## Excerpted text
•••

Theme 2: Make it easier for teams to onboard to the observability stack

Adding a new service to the observability stack today is a complicated and not well understood process. Adding new metrics to the source side is also only partially understood. We should create as the right tools and abstractions to make it so that all our customers can self-service onboarding to the system. This will also have the benefit that the system will become easier to maintain.

Goals within this theme

  • Provide reference tooling for teams to onboard themselves to the observability stack (helm charts, cloud run configs)
  • Create reusable abstractions that can be used for a wide variety of systems within GitLab and are easy to self-service
  • Improve our cardinality of metrics and educate teams on the best practices, making it easy to do the right thing and hard to do the wrong thing, and create a feedback loop to help iterate over improvements
  • Create well understood patterns to add metrics at the source side (LabKit, etc)

Theme 3: Make the observability stack easier to manage and maintain

In order to work efficiently, we make data driven decisions on the health of our system, improve the ease of use for ourselves and for other teams, and make certain that we’re focusing on self-service.

Goals within this theme

  • Set SLOs for availability and correctness of observability tools (metrics, logging, capacity planning, etc)
  • Set SLOs for mean time for changes to take effect for metrics and observability deployments
  • Use capacity planning to forecast saturation for all aspects of the observability stack
  • Improve deployment tooling for observability deployments (helm files, deployment tools, etc)
  • Split the runbooks repository into smaller, self contained repositories
  • Create a cost effective and easy to manage logging solution
  • Push capacity planning as far left as possible (docs on how to use it, live grafana views, etc)
  • Create a system to audit metrics, logs and dashboards to delete data that no one uses

Theme 4: Improve our ability to answer FAQ from the past and unknown questions for the future

We’ve had a number of situations where lack of observability into aspects of our environment has cost us time, money, and availability. We need to constantly iterate to improve how we are able to observe our environment by providing appropriate tools and data to the teams who own the services.

Goals within this theme

  • Increased redis key analysis to better understand how we use Redis

We have had multiple incidents and multiple issues where a subset of keys have either been unused and were wasted space or grew substantially without anyone realizing it until it was too late. We also have very little knowledge of which teams own which pieces of data within redis which makes additional analysis even harder. We need to improve our ability to understand how we’re using shared data resources so that we improve how we use them.

  • Improve database analysis and observability

Database scale is a core problem for us and our engineering teams are dealing with regular and also not so well known problems due to the scale of the database systems we run. They need database observability tech beyond what you’d usually expect to aid database analysis and getting insights into scaling bottlenecks we need to resolve.

•••

[Saved entries]
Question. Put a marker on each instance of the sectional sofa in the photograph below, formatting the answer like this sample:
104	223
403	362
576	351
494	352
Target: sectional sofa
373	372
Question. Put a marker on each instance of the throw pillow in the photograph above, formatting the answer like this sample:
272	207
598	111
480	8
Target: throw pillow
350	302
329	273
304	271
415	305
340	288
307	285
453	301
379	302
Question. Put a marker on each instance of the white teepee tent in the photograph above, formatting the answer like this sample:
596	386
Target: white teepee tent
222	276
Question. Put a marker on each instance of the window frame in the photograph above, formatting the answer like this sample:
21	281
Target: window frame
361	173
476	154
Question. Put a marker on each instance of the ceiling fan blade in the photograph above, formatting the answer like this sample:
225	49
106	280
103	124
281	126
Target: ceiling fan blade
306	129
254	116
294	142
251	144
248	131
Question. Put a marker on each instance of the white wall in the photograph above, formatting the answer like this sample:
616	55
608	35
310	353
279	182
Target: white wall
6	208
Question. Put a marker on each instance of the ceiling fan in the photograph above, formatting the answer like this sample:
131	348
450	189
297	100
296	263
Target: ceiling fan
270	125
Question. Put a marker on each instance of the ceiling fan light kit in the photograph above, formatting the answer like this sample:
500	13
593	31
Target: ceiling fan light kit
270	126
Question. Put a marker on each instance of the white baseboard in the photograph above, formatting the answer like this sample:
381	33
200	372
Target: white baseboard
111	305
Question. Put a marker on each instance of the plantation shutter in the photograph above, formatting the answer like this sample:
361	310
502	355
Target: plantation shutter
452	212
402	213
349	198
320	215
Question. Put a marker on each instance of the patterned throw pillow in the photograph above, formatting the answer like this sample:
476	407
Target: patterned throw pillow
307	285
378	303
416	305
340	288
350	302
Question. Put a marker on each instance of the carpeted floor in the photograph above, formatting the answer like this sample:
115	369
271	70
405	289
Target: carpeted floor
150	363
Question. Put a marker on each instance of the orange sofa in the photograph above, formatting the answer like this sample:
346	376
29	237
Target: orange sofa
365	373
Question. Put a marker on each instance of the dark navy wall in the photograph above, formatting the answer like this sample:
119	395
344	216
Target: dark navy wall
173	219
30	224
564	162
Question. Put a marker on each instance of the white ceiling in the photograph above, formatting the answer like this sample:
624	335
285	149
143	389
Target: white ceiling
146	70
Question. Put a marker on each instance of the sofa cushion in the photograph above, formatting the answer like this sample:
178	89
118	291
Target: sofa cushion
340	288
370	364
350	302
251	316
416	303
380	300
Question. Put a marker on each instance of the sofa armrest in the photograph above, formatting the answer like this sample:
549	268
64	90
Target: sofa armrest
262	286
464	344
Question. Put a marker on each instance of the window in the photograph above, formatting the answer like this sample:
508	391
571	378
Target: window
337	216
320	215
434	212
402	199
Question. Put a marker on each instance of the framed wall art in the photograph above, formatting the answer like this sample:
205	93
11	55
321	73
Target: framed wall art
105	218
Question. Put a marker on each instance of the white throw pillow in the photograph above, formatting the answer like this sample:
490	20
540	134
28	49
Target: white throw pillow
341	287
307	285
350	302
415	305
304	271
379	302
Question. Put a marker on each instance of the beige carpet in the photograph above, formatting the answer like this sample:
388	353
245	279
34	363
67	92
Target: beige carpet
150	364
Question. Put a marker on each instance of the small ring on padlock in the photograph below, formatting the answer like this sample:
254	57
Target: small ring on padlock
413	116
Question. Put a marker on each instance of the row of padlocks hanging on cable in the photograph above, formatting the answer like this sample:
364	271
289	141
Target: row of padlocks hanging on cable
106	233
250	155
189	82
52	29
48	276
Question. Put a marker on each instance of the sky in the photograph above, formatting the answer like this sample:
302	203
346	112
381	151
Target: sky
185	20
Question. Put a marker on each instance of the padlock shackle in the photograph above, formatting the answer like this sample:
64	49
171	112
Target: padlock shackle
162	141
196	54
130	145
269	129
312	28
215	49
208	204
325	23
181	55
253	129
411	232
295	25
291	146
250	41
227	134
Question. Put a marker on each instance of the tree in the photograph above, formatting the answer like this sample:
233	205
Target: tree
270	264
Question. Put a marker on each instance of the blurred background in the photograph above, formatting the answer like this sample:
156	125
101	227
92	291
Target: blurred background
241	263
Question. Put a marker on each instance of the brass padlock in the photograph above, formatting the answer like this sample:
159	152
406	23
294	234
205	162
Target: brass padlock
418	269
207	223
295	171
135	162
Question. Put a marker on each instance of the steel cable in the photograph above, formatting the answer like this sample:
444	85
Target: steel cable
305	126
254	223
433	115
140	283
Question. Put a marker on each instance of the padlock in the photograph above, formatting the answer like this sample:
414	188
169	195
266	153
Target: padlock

•••

## Directions
a – In the observability text, what should the runbooks repository be split into?
b – Please say whether each statement agrees with the observability text, answering yes or no and quoting the words of the text that decide it. (i) One goal is to set SLOs for the mean time for changes to take effect in metrics and observability deployments. (ii) Teams already know well which of them own which pieces of data in Redis. (iii) Adding a new service to the observability stack is described as a well understood process.

## Solutions per task
a – Smaller, self contained repositories.

b –
(i) Yes: "Set SLOs for mean time for changes to take effect for metrics and observability deployments"
(ii) No: "We also have very little knowledge of which teams own which pieces of data within redis"
(iii) No: "Adding a new service to the observability stack today is a complicated and not well understood process."